Paul Woodcock, the council’s director of planning and regeneration, confirmed that some major schemes, including the new community stadium, were still going ahead with help from council funding.
He said that town the centre would remain a priority and insisted that things were not grinding to a halt, adding: “I can’t say everything in the garden is rosy but it’s a mixed bag and there are lots of positive developments.”
However, Mr Smales’ report, which will be formally presented to councillors on Wednesday, presents a grim picture of the prospects of future national funding.
It comes just weeks after the Government announced that it was scrapping Yorkshire Forward by 2012 and forming Local Enterprise Partnerships (LEPs) instead
Mr Smales said that the axing of the agency, along with the scrapping of the area’s Housing Market Renewal Pathfinder, had created “the most profound uncertainty” over the future.
He added: “Over 50 per cent of Yorkshire Forward’s funding has been cut, leaving scope to honour existing contractual commitments but leaving no funds for new starts.
“The decision by Yorkshire Forward to cut Enablement funding together with the ending of HMR Pathfinder Enablement funding will result in a 65 per cent to 70 per cent shortfall in funding for staff salaries within the development team, leading to an unavoidable and significant review of staff engaged with the delivery of projects.

Given instruction
Carry on the article about cuts to the council's regeneration funding, starting after its final sentence.

[Records from a collection]
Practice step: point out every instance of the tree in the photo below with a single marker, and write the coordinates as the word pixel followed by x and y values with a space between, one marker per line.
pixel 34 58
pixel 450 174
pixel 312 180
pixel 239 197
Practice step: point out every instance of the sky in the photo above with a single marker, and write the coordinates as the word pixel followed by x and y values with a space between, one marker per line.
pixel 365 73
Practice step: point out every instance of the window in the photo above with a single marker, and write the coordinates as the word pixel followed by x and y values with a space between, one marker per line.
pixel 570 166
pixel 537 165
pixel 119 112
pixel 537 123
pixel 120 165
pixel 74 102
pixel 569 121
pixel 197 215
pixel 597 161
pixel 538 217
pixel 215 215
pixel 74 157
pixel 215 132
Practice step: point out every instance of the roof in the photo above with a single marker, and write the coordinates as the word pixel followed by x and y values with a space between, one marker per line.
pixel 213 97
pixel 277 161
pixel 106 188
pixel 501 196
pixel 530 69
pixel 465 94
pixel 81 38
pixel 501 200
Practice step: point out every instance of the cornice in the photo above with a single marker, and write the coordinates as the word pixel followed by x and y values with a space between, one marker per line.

--

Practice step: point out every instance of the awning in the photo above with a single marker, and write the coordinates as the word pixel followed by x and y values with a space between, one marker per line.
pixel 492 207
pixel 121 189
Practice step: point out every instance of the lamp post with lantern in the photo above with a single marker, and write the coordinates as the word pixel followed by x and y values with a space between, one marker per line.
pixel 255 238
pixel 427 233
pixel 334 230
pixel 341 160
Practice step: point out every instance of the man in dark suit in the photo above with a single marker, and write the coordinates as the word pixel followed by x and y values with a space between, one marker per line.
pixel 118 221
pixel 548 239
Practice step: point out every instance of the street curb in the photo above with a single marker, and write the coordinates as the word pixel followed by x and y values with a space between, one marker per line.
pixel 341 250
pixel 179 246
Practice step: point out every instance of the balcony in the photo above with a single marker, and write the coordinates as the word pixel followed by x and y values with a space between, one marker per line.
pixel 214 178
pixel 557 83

Answer to the problem
“The council has submitted a bid of about £50 million for funding from the Housing and Communities Agency.
“Whilst it is highly unlikely that this would be successful in entirety, neither is it known whether any funding will be forthcoming at all.
“The October spending review of central government does not present an optimistic prospect.
“Similarly, the distribution of funding via the LEPs does not present a generous picture as significantly less funds are available for distribution than previously.
“The removal of grants intended as ‘kick-start’ funding to attract private sector and inward investment will have a negative impact, particularly as developers are having extreme difficulty in accessing bank lending.”
Despite the grim tone of parts of the report, Mr Smales insisted that there were some grounds for optimism, adding: “Recent successes suggest that the private sector has an appetite for investment which could be stimulated by a relaxation in the banks lending finance.”